### Passage to read
NTK: What is your best piece of advice for the prospective mentor?
LM: You’re not making a mini-me; instead, your job as a mentor is to give your mentee the tools they need to be the best version of a writer they can be, in terms of craft and also professionalism, and offered at the mentee’s own pace. (But mentors know all this. Mostly, I want to say thank you to all the hardworking selfless heroes who step up to give their time, expertise, and encouragement to support our emerging writers. You rock!)
NTK: Congratulations on your Bram Stoker Award wins!! How do you feel about the projects which won the awards? What made you choose to do these projects?

(Items from a dataset)
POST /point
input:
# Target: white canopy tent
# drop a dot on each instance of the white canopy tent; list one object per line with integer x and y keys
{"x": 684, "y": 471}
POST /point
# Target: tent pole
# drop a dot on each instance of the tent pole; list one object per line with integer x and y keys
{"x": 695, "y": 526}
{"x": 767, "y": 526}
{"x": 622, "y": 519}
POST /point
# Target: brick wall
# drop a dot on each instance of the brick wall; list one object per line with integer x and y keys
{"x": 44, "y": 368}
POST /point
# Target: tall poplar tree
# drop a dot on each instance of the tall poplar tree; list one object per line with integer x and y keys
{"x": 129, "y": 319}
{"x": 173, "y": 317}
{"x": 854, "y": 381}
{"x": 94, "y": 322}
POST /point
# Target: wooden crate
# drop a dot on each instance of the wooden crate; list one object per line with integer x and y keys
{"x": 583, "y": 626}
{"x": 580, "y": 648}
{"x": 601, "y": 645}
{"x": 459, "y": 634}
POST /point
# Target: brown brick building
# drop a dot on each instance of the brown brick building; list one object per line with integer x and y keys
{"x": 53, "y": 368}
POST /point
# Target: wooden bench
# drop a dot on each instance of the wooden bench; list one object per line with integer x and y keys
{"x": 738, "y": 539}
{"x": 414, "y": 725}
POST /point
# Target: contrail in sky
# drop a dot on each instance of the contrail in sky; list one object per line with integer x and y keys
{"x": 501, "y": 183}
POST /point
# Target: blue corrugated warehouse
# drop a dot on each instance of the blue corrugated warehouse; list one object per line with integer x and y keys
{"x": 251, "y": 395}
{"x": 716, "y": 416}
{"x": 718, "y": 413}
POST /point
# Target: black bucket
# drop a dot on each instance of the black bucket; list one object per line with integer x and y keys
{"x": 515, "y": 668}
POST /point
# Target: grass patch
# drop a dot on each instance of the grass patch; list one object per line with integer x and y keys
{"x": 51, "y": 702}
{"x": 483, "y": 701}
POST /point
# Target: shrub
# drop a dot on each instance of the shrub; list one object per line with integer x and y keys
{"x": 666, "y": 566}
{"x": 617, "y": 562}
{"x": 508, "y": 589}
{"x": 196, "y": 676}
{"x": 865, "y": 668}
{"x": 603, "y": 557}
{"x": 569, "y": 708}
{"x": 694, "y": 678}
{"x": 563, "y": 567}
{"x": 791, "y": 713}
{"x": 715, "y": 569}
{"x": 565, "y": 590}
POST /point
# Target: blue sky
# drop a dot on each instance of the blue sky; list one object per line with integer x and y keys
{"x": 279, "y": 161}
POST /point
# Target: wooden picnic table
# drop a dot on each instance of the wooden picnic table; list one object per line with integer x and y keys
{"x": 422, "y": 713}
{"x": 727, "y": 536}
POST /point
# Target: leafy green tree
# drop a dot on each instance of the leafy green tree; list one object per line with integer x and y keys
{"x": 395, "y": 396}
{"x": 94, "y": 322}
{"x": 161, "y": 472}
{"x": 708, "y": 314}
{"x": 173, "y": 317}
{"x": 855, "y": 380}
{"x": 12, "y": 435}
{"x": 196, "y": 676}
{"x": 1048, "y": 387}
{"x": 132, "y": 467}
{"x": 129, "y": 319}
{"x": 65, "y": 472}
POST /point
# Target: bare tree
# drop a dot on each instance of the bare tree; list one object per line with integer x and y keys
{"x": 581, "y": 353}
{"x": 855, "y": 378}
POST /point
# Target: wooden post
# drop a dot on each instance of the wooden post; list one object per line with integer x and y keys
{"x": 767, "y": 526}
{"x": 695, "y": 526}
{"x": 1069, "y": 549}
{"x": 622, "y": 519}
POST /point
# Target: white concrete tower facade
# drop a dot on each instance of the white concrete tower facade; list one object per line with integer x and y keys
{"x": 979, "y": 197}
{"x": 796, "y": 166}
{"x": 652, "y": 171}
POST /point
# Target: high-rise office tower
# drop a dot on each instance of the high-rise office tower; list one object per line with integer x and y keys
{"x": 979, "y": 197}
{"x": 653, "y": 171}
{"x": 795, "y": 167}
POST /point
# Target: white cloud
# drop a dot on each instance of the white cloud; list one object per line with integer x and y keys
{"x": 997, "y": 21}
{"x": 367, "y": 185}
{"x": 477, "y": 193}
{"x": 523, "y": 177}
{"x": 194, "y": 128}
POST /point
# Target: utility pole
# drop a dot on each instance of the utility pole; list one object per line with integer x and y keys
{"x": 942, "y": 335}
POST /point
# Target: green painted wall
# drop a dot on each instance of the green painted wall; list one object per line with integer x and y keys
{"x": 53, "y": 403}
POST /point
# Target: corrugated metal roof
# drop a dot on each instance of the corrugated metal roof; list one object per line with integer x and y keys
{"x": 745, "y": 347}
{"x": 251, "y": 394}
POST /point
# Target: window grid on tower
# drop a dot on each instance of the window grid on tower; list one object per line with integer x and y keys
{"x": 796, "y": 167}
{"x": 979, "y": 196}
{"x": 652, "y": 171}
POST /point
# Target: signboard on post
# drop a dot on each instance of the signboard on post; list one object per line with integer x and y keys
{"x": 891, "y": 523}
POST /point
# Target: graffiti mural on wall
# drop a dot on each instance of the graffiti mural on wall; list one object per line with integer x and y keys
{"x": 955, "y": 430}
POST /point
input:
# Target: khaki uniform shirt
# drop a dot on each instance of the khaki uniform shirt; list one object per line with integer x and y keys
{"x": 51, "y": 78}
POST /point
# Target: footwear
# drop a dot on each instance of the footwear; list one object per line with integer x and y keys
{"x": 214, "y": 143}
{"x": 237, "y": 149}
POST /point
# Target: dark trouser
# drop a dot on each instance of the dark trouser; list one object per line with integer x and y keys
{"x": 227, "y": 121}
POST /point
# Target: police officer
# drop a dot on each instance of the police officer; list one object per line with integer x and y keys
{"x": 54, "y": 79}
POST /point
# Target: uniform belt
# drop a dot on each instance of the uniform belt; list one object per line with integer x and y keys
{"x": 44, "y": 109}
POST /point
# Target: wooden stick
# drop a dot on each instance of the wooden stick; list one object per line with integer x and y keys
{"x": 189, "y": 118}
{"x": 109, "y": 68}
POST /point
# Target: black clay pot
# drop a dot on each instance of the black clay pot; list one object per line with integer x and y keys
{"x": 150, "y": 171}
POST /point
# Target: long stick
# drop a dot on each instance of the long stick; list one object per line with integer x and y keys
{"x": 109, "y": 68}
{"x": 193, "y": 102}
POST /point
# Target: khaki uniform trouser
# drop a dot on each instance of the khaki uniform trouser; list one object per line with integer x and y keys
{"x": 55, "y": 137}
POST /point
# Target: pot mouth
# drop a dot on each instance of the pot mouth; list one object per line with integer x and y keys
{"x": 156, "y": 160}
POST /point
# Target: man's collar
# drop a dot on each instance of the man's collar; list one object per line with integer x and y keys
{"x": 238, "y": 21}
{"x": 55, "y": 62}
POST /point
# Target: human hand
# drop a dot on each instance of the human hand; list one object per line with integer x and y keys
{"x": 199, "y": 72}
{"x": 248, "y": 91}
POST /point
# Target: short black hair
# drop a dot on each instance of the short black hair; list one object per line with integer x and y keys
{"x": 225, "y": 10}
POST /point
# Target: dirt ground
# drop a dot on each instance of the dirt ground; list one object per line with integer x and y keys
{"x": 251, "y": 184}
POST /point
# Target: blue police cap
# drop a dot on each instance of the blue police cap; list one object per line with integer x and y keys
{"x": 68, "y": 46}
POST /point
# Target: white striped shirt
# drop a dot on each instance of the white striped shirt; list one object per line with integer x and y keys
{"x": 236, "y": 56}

### What you will do
• a. Repeat the part of the mentoring interview that opens with the words containing "NTK: What is" and closes with "do these projects?".
• b. Rewrite the paragraph of the mentoring interview that begins "You’re not making a mini-me" in a shorter form that keeps its main facts.
The items play no role here.

### Responses per task
• a.
NTK: What is your best piece of advice for the prospective mentor?
LM: You’re not making a mini-me; instead, your job as a mentor is to give your mentee the tools they need to be the best version of a writer they can be, in terms of craft and also professionalism, and offered at the mentee’s own pace. (But mentors know all this. Mostly, I want to say thank you to all the hardworking selfless heroes who step up to give their time, expertise, and encouragement to support our emerging writers. You rock!)
NTK: Congratulations on your Bram Stoker Award wins!! How do you feel about the projects which won the awards? What made you choose to do these projects?

• b. A mentor isn't making a mini-me. The job is to give the mentee the tools to become the best writer they can be, in both craft and professionalism, at the mentee's own pace. Mentors already know this, so mostly I want to thank the hardworking, selfless heroes who give their time, expertise, and encouragement to support emerging writers.